* _Document excerpt_
The reader may think with reservation why do we need Nepal Christian theology (NCT)? To answer the question one must seek to understand the context of Nepal. The context of Nepal is a pluralistic society and church is constantly challenged for its existence. It always has been difficult to communicate Gospel in the multi-religious context of Nepal. Therefore, Gospel took the shape of communication through social action initially. In fact the critiques of Christianity opine that it was because of this social and missionary service, conversion and adoption of Christianity has been taking place. Therefore we see a dichotomy between evangelical mandate and social mandate of the gospel. The western theologies, though in principle helpful but at the practical and existential levels has not been able to communicate the Gospel in a comprehensible way. Nepali church needs to articulate Christian faith in a way it is appropriately comprehended in its own religio-cultural context without compromising its Christian essence. How do we do this? What are the sources available? What are the goals? What is the appropriate methodology? What are the parameters or limits?
This paper is a humble attempt to address questions raised above. I, myself, am not an authoritative voice in dealing with the subject because of my Indian nationality. However, I do speak as a fellow brother and a fellow Christian who share the same struggle as that of Nepali church. This is a proposal for the Nepali church for a Nepal Christian Theology. It is my prayer that as you read, may the Holy Spirit provoke your minds and ignite your hearts to communicate His message in a Nepali cup. This paper is open for criticism, and further discussion if needed be.

* _Dataset extract_

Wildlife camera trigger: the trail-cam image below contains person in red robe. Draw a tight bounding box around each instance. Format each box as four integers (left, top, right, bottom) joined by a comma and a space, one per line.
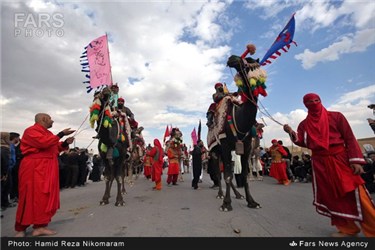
269, 139, 290, 185
147, 139, 164, 190
167, 142, 182, 185
15, 113, 74, 237
143, 145, 152, 179
284, 93, 375, 237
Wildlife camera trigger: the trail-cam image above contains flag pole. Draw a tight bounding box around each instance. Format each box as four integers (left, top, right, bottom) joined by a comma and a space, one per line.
105, 32, 113, 86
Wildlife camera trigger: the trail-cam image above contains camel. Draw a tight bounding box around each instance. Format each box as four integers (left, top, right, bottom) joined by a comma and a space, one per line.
90, 87, 132, 206
207, 52, 266, 212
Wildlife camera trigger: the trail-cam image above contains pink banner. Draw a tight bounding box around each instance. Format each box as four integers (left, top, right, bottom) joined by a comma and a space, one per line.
191, 128, 198, 145
87, 35, 112, 88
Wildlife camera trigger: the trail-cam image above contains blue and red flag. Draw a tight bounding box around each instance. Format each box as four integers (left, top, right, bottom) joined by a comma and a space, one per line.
259, 13, 297, 66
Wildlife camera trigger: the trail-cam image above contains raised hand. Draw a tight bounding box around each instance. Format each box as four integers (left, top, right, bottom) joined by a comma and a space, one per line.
283, 124, 293, 134
61, 128, 75, 135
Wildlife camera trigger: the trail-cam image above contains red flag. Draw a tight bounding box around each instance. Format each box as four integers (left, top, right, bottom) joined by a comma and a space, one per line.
191, 127, 198, 145
163, 125, 171, 142
198, 119, 202, 140
81, 35, 112, 92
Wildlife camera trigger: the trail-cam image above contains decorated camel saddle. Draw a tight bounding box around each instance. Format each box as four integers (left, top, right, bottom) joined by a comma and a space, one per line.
207, 95, 234, 151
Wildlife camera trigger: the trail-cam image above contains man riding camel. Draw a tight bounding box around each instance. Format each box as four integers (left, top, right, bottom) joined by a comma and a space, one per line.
116, 97, 138, 130
206, 82, 241, 128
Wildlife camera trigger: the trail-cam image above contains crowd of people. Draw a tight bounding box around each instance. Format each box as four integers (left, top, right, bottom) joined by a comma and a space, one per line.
1, 94, 375, 237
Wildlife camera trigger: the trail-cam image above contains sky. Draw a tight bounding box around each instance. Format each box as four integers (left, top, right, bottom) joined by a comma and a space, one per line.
0, 0, 375, 151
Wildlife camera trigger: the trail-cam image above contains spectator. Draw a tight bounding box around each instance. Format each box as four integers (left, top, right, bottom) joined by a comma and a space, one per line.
15, 113, 74, 237
284, 93, 375, 237
361, 151, 375, 194
269, 139, 290, 185
191, 140, 204, 189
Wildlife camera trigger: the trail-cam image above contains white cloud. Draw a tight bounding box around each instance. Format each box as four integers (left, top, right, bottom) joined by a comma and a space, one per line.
295, 29, 375, 69
1, 1, 234, 146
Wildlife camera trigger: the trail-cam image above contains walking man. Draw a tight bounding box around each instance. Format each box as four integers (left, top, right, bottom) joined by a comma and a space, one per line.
284, 93, 375, 237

* _Problems to solve_
(a) (i) In the essay on Nepal Christian theology, what shape did communication of the Gospel initially take in Nepal?
(ii) What kind of society does the essay say Nepal is?
(iii) What nationality does the writer give for themselves?
(b) Which questions does the essay on Nepal Christian theology pose right after the sentence ending "without compromising its Christian essence"? List all of them.

* _Completed exercise_
(a)
(i) Communication through social action
(ii) A pluralistic society
(iii) Indian

(b)
- How do we do this?
- What are the sources available?
- What are the goals?
- What is the appropriate methodology?
- What are the parameters or limits?